* Begin Provided passage *
The problem is that France has changed a hell of a lot since then, and so has the world. Do we really need a President when for most things we should really be represented by Europe? Probably not. To make things worse, this system has been strongly weakened by "cohabitation", something that was considered an almost impossible edge-case by the authors of the constitution -- ie that the President and Prime Minister would be of different parties -- but that has happened many times in the past twenty years (in fact, it covers 9 of those 20 years, almost half of it, and the entirety of the past 5 years).
I firmly believe that what is needed now is a strong constitutional change, ie a Sixth Republic. And if we (the Socialists) win the parliamentary elections next June (which is very much possible, even if it'll require solid work on our behalf) thus opening the door to yet another cohabitation with a useless President, I'm pretty certain that it will happen, probably around 2004.
If it does happen, then I can't imagine that Chirac will be left as President. He'll be put out of office, tried, and sent to prison.
Re:Presidents erect
TorgoX on 2002-04-24T20:52:24
I've got a random question: Why does the French national government have a Prime Minister and a President? What do they do?I actually knew this at some point, but was mostly fixated on how it was clearly some fever dream of De Gaule's, and so I remember nothing else about it.
* End Provided passage *
* Begin Items *
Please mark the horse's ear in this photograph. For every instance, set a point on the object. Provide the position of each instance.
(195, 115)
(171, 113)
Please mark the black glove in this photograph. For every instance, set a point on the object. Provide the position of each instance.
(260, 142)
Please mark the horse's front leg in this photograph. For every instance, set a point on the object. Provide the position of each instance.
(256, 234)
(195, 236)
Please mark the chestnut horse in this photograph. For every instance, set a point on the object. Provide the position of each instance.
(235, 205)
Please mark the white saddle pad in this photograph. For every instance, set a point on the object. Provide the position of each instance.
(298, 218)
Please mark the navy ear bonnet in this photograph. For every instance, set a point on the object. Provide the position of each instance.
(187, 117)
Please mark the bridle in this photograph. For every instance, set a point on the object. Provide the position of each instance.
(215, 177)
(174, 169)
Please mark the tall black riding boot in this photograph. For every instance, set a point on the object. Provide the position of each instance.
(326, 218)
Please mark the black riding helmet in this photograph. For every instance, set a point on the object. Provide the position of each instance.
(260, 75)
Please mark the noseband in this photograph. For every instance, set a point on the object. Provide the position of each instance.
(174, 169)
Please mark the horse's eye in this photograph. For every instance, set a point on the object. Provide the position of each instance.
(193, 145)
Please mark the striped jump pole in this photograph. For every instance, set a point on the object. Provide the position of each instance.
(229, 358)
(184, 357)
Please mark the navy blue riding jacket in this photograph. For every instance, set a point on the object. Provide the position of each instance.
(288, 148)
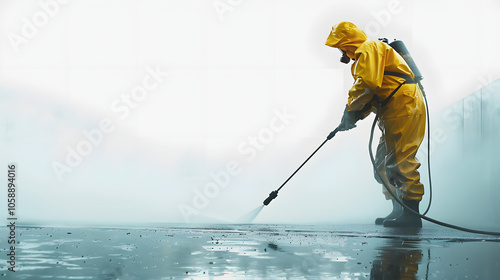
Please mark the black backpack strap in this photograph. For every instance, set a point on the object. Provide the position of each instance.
(408, 80)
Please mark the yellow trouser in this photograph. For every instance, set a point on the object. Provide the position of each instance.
(395, 158)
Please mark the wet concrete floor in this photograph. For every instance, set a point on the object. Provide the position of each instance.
(251, 251)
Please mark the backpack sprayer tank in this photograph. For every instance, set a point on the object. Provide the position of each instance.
(401, 49)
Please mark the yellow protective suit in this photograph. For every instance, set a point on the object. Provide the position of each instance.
(402, 119)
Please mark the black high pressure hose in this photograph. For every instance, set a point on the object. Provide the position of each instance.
(399, 200)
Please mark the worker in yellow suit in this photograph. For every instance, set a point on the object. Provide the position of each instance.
(378, 70)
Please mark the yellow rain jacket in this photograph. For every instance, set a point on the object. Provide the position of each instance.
(402, 119)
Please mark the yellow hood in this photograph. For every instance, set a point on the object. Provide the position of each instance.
(345, 34)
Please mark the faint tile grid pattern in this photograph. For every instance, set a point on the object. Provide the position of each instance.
(451, 119)
(381, 18)
(222, 7)
(31, 26)
(121, 107)
(222, 179)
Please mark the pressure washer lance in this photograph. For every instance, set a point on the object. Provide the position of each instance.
(274, 194)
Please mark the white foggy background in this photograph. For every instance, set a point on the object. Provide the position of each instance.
(228, 74)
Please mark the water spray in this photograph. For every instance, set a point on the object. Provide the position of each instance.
(274, 194)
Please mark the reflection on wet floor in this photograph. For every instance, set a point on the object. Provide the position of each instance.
(254, 252)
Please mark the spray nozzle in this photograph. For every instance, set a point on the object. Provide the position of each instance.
(272, 196)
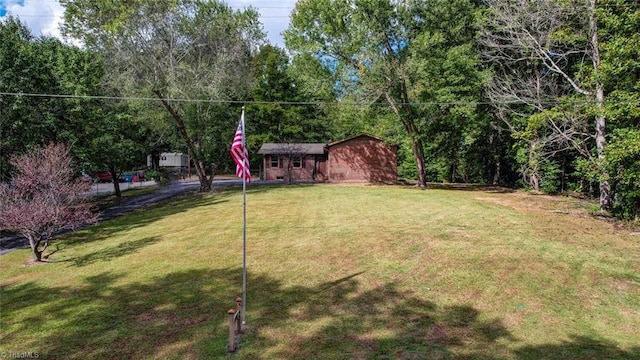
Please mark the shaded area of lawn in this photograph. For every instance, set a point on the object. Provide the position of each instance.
(157, 283)
(182, 315)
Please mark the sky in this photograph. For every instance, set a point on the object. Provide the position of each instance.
(43, 17)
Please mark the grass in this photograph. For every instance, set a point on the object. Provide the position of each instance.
(334, 272)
* End Items *
Exercise instructions:
1) List every personal or user name that appears in the passage on French politics.
2) Write the next part of the passage on French politics, starting after its final sentence.

Answer list:
1) Chirac, TorgoX, De Gaule

2)
Re:Presidents erect
darobin on 2002-04-25T00:34:41
It was a fever dream... the President is in charge of stability (major reforms must go through him, especially constitutional ones) and of foreign representation (he's the "voice of France"). The Prime Minister is in charge of internal administration (ie almost everything now that we have Europe).
That system made more or less sense when it came to be. It's now over, but the problem is that any attempt by the Left Wing to change the constitution (and move on to the Sixth Republic) with a President that 1) is from the opposing side and 2) will go to jail if he ceases to be President will be stopped by the Chirac Mafia because it would immediately put him out of office.
Yes, I am quite ashamed at being French today. And actually considering moving. I felt literally sick going out this morning and knowing that 1 personne out 8 I would see in the street voted for a fascist (Le Pen + the other extreme right guy got 20% of the vote, 30% of voters abstained... that's about 1/8 of the voters), amongst which most likely half of the people I buy my bread, groceries, etc...
I guess the reason is the usual: the world is complex, it is hard to understand, and for every complex problem there is a compellingly simple answer which is absolutely the wrong one. People want to take the riches this world gives them, but refuse to see that the price is that you have to accept its complexity. So (especially in France) when something good happens (retirement is at 60 here, 55 for a lot of people, 35 hour work week give most people plenty of free time) they take it for granted, and they complain about multi-national companies (which hire them BTW) and the totally fantasized crime wave that supposedly is plaguing France.
So you can blame the media, which I think are quite good here, the politicians, who actually have done quite a nice job at sharing the wealth and what they could not do, like facing the problem we will have soon with the pension system it's because people demonstrate as soon as you hint at pushing back the retirement age or blame who ever you want. In the end it comes down to people being stupid.
Where to go now?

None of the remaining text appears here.